TEXTO DE LEITURA —
Diante da criação, ele é um ser maravilhado e agradecido, pleno de louvores e cuidado. Une em sua vida a partilha e a celebração. Ele está imerso na vida e a integra. Quem está plenamente na vida não a destrói. Tem-se assim uma relação pessoal e fraterna com tudo e todos.

SAIBA MAIS

Conheça mais a respeito da vida e da obra de Francisco de Assis, por meio da escrita de São Tomás de Celano, em Primeira Vida (1Cel 80-81), no capítulo 29 – Do amor que, pelo Criador, dedicava a todas as criaturas, e da descrição de sua personalidade e de seu aspecto exterior.

Disponível em: http://centrofranciscano.capuchinhossp.org.br/fontes-leitura?id=- 1843&parent_id=1760. Acesso em: 25 ago. 2021.

 Para Francisco, as criaturas não são coisas, são alguém, ele as personalizava chamando-as de Irmãos e Irmãs e as integrava a Fraternidade com muito afeto. É famosa a passagem que relata, quando ao andar pelos caminhos, tinha um imenso respeito por todos os seres. Não atropelava a vida, mas andava de leve dentro dela:

Tendo pressa de sair deste mundo como de um exílio de peregrinação, este feliz itinerante era auxiliado pelas coisas que estão no mundo (cf. Jo 17,11.16), e realmente não pouco. Usava o mundo como campo de batalha contra os príncipes das trevas (cf. Ef 6,12), mas também o usava, com relação a Deus, como espelho limpidíssimo de sua bondade (Sb 7,26). Em qualquer obra de arte ele exalta o Artífice e atribui ao Criador udo o que descobre nas coisas criadas. Exulta em todas as obras das mãos do Senhor (cf. Sl 91,5; 8,7) e intui, através dos espetáculos do encanta mento, a razão e causa que tudo vivifica. Reconhece nas coisas belas aquele que é o mais Belo; todas as coisas boas (cf. Gn 1,31) lhe clamam: "Quem nos fez (cf. Sl 99,3) é o Melhor". Por meio dos vestígios impressos nas coisas ele segue o amado (cf. Jó 23,11; Ct 5,17) por toda parte e de todas as coisas faz para si uma escada para se chegar ao trono (cf. Jó 23,3) dele. (2Cel 165)

A todas as coisas, Francisco, afetuosa e devotamente, abraça e caminha, com reverência, sobre os chamados irmãos Pedra, a pedra que lhes acolhe os pés em suas jornadas. Por amor e respeito aos animais, proíbe que seus irmãos e irmãs aniquilem o habitat dos animais, e aconselha que, ao invés de retirar, que fossem plantadas outras espécies de árvores, de plantas, flores para que fossem cultivados e admirados por todos. Assim, sob a inspiração de Francisco, temos que viver como ele a relação com a natureza.

DADOS FORNECIDOS —
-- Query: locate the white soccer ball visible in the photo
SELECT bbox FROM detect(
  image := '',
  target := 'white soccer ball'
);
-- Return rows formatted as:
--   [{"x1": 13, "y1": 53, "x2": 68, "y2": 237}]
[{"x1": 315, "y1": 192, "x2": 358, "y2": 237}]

TAREFA — Retome o texto sobre Francisco de Assis e as criaturas, dando-lhe continuidade a partir da última frase apresentada.

RESPOSTA —
IMPORTANTE

São Boaventura aponta que Francisco tinha um amor cómico e vivia em um estado de inocência, como na “[...] ocasião, em Greccio, fora oferecida ao homem de Deus uma pequena lebre viva que, colocada livre no chão, como pudesse fugir para onde quisesse, tendo-a chamado o pai benigno, ela lhe saltou em uma corrida veloz ao regaço. Ele acariciando-a com piedoso afeto do coração, parecia compadecer-se dela como uma mãe e, admoestando-a com doce exortação a que não se deixasse capturar de novo, permitiu que ela partisse livre. E, muitas vezes colocada no chão para se retirar, como ela voltasse sempre ao regaço do pai, como se percebesse com um certo sentido oculto a piedade do coração dele, finalmente, por ordem do pai, ela foi levada pelos irmãos a lugares solitários e mais seguros”. (LM 8, 8s).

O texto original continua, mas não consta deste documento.